** Data listing **
════════

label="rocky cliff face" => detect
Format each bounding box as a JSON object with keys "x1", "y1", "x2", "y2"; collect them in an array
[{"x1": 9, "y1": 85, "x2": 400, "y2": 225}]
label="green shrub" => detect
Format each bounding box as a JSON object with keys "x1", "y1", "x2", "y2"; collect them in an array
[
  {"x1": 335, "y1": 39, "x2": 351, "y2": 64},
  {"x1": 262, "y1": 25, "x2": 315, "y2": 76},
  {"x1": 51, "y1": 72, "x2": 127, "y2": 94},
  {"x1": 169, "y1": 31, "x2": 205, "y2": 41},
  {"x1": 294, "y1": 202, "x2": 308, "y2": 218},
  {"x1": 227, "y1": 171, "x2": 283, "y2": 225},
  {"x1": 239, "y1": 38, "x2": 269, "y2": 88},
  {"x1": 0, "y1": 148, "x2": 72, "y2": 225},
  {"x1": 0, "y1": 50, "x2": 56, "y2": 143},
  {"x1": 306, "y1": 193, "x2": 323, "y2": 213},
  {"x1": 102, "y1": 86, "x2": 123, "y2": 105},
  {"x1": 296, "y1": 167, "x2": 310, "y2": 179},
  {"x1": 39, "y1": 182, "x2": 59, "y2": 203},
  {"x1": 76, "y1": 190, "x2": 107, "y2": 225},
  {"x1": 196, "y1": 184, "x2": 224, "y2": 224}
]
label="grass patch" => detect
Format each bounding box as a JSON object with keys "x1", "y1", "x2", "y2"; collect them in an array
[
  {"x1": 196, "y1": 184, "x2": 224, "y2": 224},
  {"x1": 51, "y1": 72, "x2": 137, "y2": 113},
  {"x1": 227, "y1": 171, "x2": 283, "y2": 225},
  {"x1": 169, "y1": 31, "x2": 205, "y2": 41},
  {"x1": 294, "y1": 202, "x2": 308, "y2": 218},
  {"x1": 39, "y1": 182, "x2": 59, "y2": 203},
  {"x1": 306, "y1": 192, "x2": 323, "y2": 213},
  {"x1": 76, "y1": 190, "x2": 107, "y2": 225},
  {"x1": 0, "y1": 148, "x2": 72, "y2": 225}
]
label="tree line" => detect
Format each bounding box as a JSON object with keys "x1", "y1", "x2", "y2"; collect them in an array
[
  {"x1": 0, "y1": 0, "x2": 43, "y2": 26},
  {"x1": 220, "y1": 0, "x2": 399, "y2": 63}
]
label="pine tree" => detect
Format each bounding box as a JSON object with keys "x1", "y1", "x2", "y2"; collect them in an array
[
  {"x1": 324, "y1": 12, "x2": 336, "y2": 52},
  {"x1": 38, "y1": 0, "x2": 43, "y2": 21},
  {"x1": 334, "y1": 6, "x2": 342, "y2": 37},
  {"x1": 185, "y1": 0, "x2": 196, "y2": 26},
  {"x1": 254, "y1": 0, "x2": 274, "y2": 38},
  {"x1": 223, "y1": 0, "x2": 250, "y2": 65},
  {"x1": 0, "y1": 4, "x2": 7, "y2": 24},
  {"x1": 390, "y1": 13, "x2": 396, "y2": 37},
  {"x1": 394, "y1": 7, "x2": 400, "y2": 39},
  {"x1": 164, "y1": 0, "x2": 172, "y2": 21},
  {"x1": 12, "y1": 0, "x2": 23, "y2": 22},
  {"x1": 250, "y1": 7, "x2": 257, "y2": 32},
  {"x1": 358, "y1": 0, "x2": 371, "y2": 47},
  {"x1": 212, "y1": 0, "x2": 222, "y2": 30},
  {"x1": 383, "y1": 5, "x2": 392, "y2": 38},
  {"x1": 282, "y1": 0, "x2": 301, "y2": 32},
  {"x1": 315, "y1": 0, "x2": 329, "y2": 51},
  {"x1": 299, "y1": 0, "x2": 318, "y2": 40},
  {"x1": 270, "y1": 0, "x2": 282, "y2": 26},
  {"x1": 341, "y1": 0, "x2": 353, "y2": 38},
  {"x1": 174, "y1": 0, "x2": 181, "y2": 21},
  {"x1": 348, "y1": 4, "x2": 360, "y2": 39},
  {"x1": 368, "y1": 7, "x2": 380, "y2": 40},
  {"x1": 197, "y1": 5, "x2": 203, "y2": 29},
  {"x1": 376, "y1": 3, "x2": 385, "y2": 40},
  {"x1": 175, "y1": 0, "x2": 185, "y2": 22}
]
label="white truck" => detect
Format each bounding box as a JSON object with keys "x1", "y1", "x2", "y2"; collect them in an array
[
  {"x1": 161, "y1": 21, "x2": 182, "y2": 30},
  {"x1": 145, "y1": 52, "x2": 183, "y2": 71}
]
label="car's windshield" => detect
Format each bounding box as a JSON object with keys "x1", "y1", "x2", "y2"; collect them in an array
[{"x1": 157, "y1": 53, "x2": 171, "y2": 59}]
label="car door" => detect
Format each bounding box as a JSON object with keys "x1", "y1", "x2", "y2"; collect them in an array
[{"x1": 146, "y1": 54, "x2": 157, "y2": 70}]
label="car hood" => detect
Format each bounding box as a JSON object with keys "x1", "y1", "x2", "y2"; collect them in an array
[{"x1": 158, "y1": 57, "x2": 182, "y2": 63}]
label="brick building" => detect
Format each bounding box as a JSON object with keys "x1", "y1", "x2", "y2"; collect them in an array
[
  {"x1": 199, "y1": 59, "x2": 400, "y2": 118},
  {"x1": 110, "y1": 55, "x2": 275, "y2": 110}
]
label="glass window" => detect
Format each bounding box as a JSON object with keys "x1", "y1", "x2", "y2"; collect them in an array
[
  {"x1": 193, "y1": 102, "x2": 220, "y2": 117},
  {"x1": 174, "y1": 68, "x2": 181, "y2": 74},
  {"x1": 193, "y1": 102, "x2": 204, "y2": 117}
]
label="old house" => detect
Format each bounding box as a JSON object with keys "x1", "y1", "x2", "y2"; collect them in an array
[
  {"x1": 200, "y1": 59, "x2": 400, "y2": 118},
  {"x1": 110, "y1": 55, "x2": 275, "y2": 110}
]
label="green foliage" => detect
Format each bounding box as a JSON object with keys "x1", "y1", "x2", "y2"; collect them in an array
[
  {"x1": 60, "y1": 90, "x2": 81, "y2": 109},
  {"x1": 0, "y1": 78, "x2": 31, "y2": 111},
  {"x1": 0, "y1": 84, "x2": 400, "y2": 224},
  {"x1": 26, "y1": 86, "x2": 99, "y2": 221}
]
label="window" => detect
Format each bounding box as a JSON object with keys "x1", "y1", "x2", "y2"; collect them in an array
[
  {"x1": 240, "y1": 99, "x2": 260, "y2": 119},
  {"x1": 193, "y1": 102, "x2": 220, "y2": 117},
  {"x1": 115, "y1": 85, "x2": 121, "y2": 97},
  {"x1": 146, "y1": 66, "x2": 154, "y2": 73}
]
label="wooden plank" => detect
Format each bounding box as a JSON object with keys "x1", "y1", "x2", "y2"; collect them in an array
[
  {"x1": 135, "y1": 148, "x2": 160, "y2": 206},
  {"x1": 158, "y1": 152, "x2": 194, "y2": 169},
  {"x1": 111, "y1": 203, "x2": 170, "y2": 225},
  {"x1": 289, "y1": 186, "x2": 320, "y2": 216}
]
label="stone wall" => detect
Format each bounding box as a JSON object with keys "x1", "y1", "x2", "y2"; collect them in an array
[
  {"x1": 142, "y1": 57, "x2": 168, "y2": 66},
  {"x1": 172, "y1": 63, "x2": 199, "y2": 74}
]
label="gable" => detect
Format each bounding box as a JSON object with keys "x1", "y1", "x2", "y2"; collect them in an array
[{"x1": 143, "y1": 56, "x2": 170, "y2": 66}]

════════

** What is required **
Report each line above that contains the word "window", copying every such line in full.

** The solution **
label="glass window" => detect
label="window" => detect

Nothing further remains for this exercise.